---------- 提示文章

■注目は自動運転、AI、インダストリー4.0
組み込み技術とソリューションが集約された世界最大級の展示会&カンファレンス「Embedded Technology2015(ET2015)」と「IoT Technology2015」(主催=組込みシステム技術協会)が、11月18~20日の3日間、パシフィコ横浜で開催された。すべての人・モノ・コトがつながるIoT時代を迎えた今、組み込み技術の重要性と将来への期待はますます高まっている。
進化する組み込みの先進技術が集まるEmbedded Technology。“つながる”技術の最先端を網羅するIoT Technology。これからの成長分野を支えていく重要な技術にフォーカスしたET展と新設のIoT Technology展が同時開催されることで、自動車、医療、インフラなど、あらゆる産業で求められている双方の最先端テクノロジーとソリューションを提案する場として、シナジー効果の創出が期待された。ET展は来年で30年の節目を迎え、IoT Technology展は今年初開催となった。
展示の見どころは幅広い分野の出展者・製品・ソリューションの情報発信。本格的な「IoT時代」を迎え、新しいビジネスビジョンが続々と誕生している。新設の「IoT Technology」では、成長分野を支える「ET展」との同時開催により、今までET展に出展したことのない、幅広い出展者の製品が展示され、両展示会の融合による最新ソリューションと、ビジネス情報が発信された。
さらに、自動運転、人工知能、Industrie4.0などの豊富なカンファレンスプログラムにも注目。各業界をけん引する有識者による幅広い分野のカンファレンスが満載。最新の技術動向に敏感な来場者が興味を持つホットで多彩なテーマが選定された。
基調講演として4講演が予定されており、日本自動車工業会・川名氏による「自動運転を見据えた車載制御システムの安全基盤技術動向」、トヨタ自動車・葛巻氏による「交通事故死傷者ゼロに向けた自動運転・通信技術」、日立製作所・矢野氏による「ビッグデータのボトルネックを探せIoTでもうける、唯一の原則」、ドコモ・ヘルスケア・竹林氏による「エンジニアの目を輝かせる新しい価値創造の仕組み~IoTで何を創り出すか~」が披露された。
特別講演も7講演を予定。IoT、ドローン、第四次産業革命、自動車の衝突回避システムといった注目を集めるテーマで各分野の第一人者が登壇した。
■出展企業対象にアワード表彰も
また、19日(木)午後4時30分から展示会場内メーンステージにて、ET/IoT Technologyアワードの表彰も行われた。同アワードは、出展企業を対象に、製品・技術・ソリューション・活動に対し優秀賞を選出、表彰するイベント。受賞企業(小間位置)と受賞内容は以下の通り。
【Embedded Technology優秀賞】2社
● NEC(D-40)
名称:タグやシリアル加工なしで製品の個体識別を実現する「物体指紋認証技術」
キャッチコピー:大量生産品を表面に自然発生する微細な紋様(物体指紋)で個々に識別
●三菱電機エンジニアリング(E-10)

--------------------
---------- データ部

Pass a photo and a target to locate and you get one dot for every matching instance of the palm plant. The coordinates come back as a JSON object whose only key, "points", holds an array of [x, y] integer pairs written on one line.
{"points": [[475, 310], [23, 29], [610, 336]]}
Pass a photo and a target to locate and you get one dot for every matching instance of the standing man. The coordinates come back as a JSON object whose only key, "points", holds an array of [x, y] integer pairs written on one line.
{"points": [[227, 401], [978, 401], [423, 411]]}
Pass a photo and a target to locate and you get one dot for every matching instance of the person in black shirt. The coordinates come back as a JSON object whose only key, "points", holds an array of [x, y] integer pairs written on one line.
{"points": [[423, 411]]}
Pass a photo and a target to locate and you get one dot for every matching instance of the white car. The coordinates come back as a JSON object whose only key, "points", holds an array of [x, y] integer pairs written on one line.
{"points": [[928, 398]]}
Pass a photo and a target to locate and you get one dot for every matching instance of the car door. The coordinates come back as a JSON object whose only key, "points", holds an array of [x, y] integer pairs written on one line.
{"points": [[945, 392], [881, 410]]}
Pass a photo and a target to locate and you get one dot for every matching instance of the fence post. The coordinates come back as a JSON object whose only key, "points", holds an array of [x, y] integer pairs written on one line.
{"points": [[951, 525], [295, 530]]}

--------------------

#### 作業内容:
#1 提示文章から、「展示の見どころは幅広い分野の」で始まり「各分野の第一人者が登壇した。」に至るまでの部分を引用してください。
#2 提示文章によると、ET展とIoT Technology展を同時に開催することでシナジー効果の創出が期待されたのはなぜですか。1〜3文で説明してください。
#3 提示文章において、ET/IoT Technologyアワードの表彰はいつ、どこで行われたと記されていますか。

#### 課題別回答:
#1
展示の見どころは幅広い分野の出展者・製品・ソリューションの情報発信。本格的な「IoT時代」を迎え、新しいビジネスビジョンが続々と誕生している。新設の「IoT Technology」では、成長分野を支える「ET展」との同時開催により、今までET展に出展したことのない、幅広い出展者の製品が展示され、両展示会の融合による最新ソリューションと、ビジネス情報が発信された。
さらに、自動運転、人工知能、Industrie4.0などの豊富なカンファレンスプログラムにも注目。各業界をけん引する有識者による幅広い分野のカンファレンスが満載。最新の技術動向に敏感な来場者が興味を持つホットで多彩なテーマが選定された。
基調講演として4講演が予定されており、日本自動車工業会・川名氏による「自動運転を見据えた車載制御システムの安全基盤技術動向」、トヨタ自動車・葛巻氏による「交通事故死傷者ゼロに向けた自動運転・通信技術」、日立製作所・矢野氏による「ビッグデータのボトルネックを探せIoTでもうける、唯一の原則」、ドコモ・ヘルスケア・竹林氏による「エンジニアの目を輝かせる新しい価値創造の仕組み~IoTで何を創り出すか~」が披露された。
特別講演も7講演を予定。IoT、ドローン、第四次産業革命、自動車の衝突回避システムといった注目を集めるテーマで各分野の第一人者が登壇した。

#2 成長分野を支える重要な技術に焦点を当てたET展と、新設のIoT Technology展を同時に開催するためです。これにより、自動車、医療、インフラなど、あらゆる産業で求められている双方の最先端テクノロジーとソリューションを提案する場になると見込まれました。

#3 19日(木)午後4時30分から、展示会場内のメーンステージで行われました。